▶ _Material for the task_
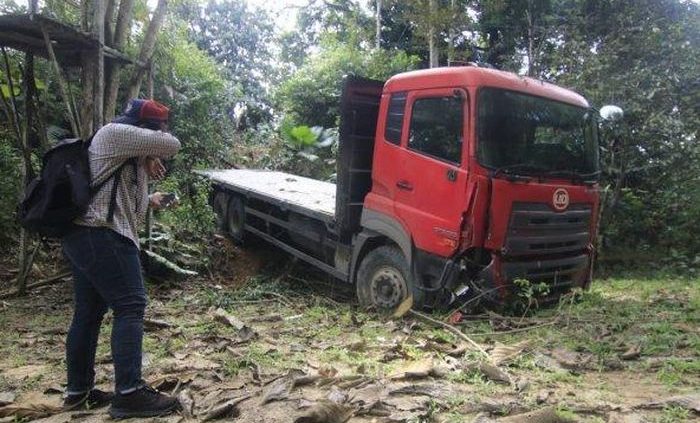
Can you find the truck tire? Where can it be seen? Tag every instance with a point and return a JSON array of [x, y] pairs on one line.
[[220, 206], [235, 219], [384, 280]]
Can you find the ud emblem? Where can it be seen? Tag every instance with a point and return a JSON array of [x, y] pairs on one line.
[[560, 199]]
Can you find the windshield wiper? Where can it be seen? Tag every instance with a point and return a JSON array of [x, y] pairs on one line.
[[573, 175], [508, 169]]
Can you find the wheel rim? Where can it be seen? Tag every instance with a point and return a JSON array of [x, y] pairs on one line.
[[388, 287], [235, 222]]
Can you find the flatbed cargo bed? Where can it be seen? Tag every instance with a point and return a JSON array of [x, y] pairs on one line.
[[304, 195]]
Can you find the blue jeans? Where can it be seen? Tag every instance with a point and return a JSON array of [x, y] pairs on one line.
[[106, 274]]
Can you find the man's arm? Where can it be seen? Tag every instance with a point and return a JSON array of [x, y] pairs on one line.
[[131, 141]]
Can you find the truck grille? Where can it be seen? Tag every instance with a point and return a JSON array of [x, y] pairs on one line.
[[535, 229], [559, 273]]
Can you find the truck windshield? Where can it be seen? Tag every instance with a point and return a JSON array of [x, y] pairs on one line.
[[524, 134]]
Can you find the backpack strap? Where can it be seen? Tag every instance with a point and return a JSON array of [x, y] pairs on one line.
[[116, 175]]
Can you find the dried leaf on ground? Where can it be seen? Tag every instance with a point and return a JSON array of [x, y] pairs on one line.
[[632, 353], [337, 395], [435, 391], [403, 308], [7, 398], [23, 372], [543, 415], [492, 372], [222, 316], [366, 397], [408, 403], [572, 360], [548, 363], [32, 406], [226, 409], [483, 418], [278, 390], [326, 412], [617, 417], [414, 370], [408, 416], [274, 317], [502, 354], [689, 402], [192, 362], [151, 325], [448, 349], [187, 402]]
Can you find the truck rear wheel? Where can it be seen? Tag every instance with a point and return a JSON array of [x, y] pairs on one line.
[[235, 218], [384, 280], [220, 206]]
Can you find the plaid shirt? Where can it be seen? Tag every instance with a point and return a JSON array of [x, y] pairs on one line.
[[112, 146]]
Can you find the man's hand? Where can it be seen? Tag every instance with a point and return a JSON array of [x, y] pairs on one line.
[[155, 168], [159, 200]]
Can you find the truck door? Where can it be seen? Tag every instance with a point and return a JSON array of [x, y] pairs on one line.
[[430, 196]]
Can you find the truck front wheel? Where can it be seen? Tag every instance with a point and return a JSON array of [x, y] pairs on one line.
[[384, 280], [220, 206], [236, 218]]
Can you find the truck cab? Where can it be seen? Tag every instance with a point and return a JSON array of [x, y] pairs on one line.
[[480, 178]]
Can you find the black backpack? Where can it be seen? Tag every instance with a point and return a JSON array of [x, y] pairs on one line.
[[63, 190]]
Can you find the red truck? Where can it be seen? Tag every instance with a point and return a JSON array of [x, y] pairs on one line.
[[451, 183]]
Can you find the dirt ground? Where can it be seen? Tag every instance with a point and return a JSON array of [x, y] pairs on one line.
[[289, 347]]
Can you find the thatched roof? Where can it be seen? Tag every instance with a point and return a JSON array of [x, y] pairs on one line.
[[24, 32]]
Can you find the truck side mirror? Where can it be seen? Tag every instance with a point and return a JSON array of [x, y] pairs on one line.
[[611, 113]]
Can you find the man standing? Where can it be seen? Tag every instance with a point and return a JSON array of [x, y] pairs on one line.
[[104, 254]]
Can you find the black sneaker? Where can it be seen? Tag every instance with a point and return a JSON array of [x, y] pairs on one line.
[[144, 402], [91, 400]]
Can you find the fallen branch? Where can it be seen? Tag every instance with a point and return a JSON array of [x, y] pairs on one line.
[[45, 282], [449, 328], [516, 330]]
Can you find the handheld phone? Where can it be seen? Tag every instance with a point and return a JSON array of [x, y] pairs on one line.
[[168, 199]]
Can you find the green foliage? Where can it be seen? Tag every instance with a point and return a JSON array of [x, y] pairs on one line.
[[200, 98], [311, 95], [10, 189], [238, 38]]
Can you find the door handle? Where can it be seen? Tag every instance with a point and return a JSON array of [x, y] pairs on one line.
[[404, 185]]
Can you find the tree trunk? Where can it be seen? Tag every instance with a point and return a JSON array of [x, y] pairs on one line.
[[98, 31], [378, 36], [530, 41], [109, 20], [432, 36], [452, 34], [147, 48], [25, 258], [113, 69]]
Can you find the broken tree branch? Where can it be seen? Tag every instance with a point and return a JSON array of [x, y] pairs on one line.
[[62, 85], [448, 327], [42, 283]]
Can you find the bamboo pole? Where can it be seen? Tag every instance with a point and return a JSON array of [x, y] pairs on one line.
[[62, 85]]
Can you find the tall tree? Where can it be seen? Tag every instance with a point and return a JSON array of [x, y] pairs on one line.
[[118, 42], [239, 38], [147, 48]]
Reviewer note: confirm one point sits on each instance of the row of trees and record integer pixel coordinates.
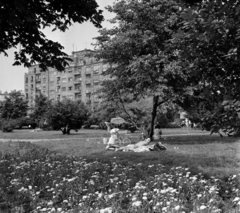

▶ _What to produce_
When you repeat the data, keep every line exact and drop the images.

▶ _Answer for the task_
Can you find the truck tire? Where can it be seen? Tag every instance with a point and return a JSON array of [x, y] pairs on one line.
[[220, 206], [235, 219], [384, 280]]
Can you find the ud emblem? Where can it be seen? Tag every instance with a point and return a JSON array of [x, y] pairs on one line.
[[560, 199]]
Can you find the windshield wiper? Where can it be seen? Tag every instance with a point and return a JSON array of [x, y] pairs on one line.
[[573, 175], [508, 169]]
Can you find the wheel rim? Where can it be seen? Tag every instance with a point and return a JSON array of [x, y] pairs on one line.
[[388, 287], [235, 222]]
Can you find the flatbed cargo bed? Where can it be seen? Tag every instance with a point and return a JSON array of [x, y] pairs on one line.
[[304, 195]]
Can you find the blue jeans? Where can it be seen? Tag every instance with a point and return a JSON array of [x, y] pairs on one line.
[[106, 274]]
Can you find the man's arm? Where can it be seen? Tag every instance with a point and return a JSON array of [x, y] pairs on one line.
[[131, 141]]
Can you find the truck grille? Where can it be seen? Tag every instance with a point and return a JSON array of [x, y] pairs on one line.
[[535, 229], [559, 273]]
Can you find the truck windshield? Where can it be seen? Tag every instance with a point and return a JSON array of [x, y] pairs on one line.
[[524, 134]]
Can you find the backpack strap? Where can it be seen? Tag every instance with a point and return a JSON array of [x, y] pairs on one line.
[[116, 175]]
Can you find the dried leaf on ground? Where can it be seen? Tag every instance with a point and return a JSON array of [x, y] pairs on one line.
[[632, 353], [337, 395], [435, 391], [403, 308], [7, 398], [23, 372], [543, 415], [492, 372], [222, 316], [366, 397], [408, 403], [572, 360], [548, 363], [32, 406], [226, 409], [483, 418], [278, 390], [326, 412], [617, 417], [414, 370], [408, 416], [274, 317], [502, 354], [689, 402], [192, 362], [151, 325], [448, 349], [187, 402]]
Can you find the truck rear wheel? Where can it be seen? Tag every instance with a point and return a JSON array of [x, y] pairs on one line.
[[235, 218], [384, 280], [220, 206]]
Can you find the plaid shirt? Where can it be seen? Tag every instance with a point and return a JSON array of [x, y] pairs on one line.
[[112, 146]]
Can you find the man's hand? Where can it be seen? Tag every instance with a point and return a JSON array of [x, y] pairs on one line.
[[155, 168], [159, 200]]
Can you find the truck door? Where can it be seen? Tag every instance with a point and return a JSON array of [x, y] pairs on one line.
[[430, 196]]
Can you find the truck front wheel? Where can it be seen? Tag every instance with a point and return a JSON array of [x, y] pairs on one line.
[[384, 280], [220, 206], [236, 218]]
Can you find the truck cab? Where can it be seen? Tag every instance with a point and return a JSON array of [x, y] pairs on one line.
[[480, 178]]
Can you find the black backpack? Where can it be seen? Tag every instance with a point and return a JSON array of [x, y] pairs on one line.
[[63, 190]]
Can you find the red truck? Where can it be seen? Tag every instance with a point and return a JSON array of [x, y] pairs on one line.
[[451, 183]]
Can you find the dirt ground? Where can it be seen? Tag every instance with a point and return a JSON array of [x, y] pairs on one line.
[[289, 347]]
Can you find the thatched roof? Where can it be seen? Tag every instance with a point and return a JSON array of [x, y] pairs on one line.
[[24, 32]]
Can you find the truck side mirror? Where can it be seen? Tag every instance with a point and return a JSON array of [x, y] pairs on one line.
[[611, 113]]
Can you find the man standing? Where can it be seen? Tag every instance with a point and return a JSON array of [x, y] pairs on one line.
[[104, 254]]
Can you find the black sneaker? Where can it be seen? Tag every instance with a point and return a JSON array of [x, y] pairs on one line.
[[144, 402], [91, 400]]
Can you find the fallen branch? Where can it be seen? Tag every instance with a point and return a JSON array of [x, y] pairs on one line.
[[45, 282], [449, 328], [516, 330]]
Can you find the handheld phone? Where can it be seen? Tag every instance with a point and return a JSON array of [x, y] pairs on one line.
[[168, 199]]
Can you find the green foliage? Where can it be seen? Tag every instance with a point and return a JSON array of [x, y] pairs on one line.
[[200, 98], [311, 95], [10, 189], [238, 38]]
Can you find the door handle? Where can it be seen? Tag every instance with a point and return a JSON array of [x, y] pairs on one line.
[[404, 185]]
Can you find the tree trunk? Where can it be seen? Tag every instance with a point and return a JSON array of [x, y] pairs on one line.
[[98, 31], [378, 36], [530, 41], [109, 20], [432, 36], [452, 34], [147, 48], [25, 258], [113, 69]]
Can you find the broken tree branch? Where can it be seen? Tag every instance with a point and return a JSON array of [x, y] pairs on one line.
[[62, 85], [448, 327], [42, 283]]
Can you find the bamboo pole? Where can it be seen? Tag every instance with a point and return a JSON array of [x, y] pairs on one line.
[[62, 85]]
Can you find the tall tree? Where can it be seen? Tag every instance with a point and return a JSON array of [x, y] pairs on one line.
[[118, 42], [239, 38], [147, 48]]
Reviewer note: confirm one point sits on each instance of the row of trees and record integer pixel coordinates.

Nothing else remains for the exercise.